● Task prompt
Retype everything in the records from the line containing "tag the stair step" down to the line containing "(1238, 636)", character for character, including both of those lines.

● Raw data
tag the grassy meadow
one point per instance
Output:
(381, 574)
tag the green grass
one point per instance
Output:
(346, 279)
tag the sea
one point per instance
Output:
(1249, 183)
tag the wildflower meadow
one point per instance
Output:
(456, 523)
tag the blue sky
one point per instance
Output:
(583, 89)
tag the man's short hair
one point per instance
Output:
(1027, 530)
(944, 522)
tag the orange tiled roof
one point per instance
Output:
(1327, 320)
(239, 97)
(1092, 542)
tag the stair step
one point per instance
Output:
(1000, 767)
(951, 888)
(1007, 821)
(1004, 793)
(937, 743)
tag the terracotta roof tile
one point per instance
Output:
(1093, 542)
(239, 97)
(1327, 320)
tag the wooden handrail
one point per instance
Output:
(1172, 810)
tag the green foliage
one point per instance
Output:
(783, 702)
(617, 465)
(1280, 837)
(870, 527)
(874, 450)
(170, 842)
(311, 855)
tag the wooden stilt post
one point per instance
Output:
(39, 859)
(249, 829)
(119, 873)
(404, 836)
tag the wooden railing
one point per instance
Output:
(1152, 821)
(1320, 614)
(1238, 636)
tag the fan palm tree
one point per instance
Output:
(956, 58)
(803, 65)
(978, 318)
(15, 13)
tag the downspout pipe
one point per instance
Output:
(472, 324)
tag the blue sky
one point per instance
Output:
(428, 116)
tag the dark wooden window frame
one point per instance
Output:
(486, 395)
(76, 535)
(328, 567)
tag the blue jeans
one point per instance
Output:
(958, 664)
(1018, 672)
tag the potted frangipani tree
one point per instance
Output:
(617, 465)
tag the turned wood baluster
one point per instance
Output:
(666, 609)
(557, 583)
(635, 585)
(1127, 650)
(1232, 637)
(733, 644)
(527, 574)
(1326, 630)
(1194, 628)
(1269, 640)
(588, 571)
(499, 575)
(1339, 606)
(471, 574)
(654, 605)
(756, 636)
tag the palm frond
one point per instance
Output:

● Answer to this exercise
tag the stair step
one point per instance
Output:
(1000, 767)
(951, 888)
(1007, 821)
(1004, 793)
(937, 743)
tag the terracotta roof tile
one point per instance
Output:
(1093, 542)
(239, 97)
(1327, 320)
tag the wooden handrail
one point per instance
Output:
(1172, 810)
tag the green foliage
one point per instance
Output:
(783, 702)
(617, 465)
(1280, 837)
(870, 527)
(874, 450)
(170, 842)
(311, 855)
tag the wooden stilt post
one point per instance
Output:
(39, 859)
(249, 829)
(119, 873)
(404, 836)
tag the wooden railing
one point per instance
Output:
(1152, 821)
(1320, 614)
(1238, 636)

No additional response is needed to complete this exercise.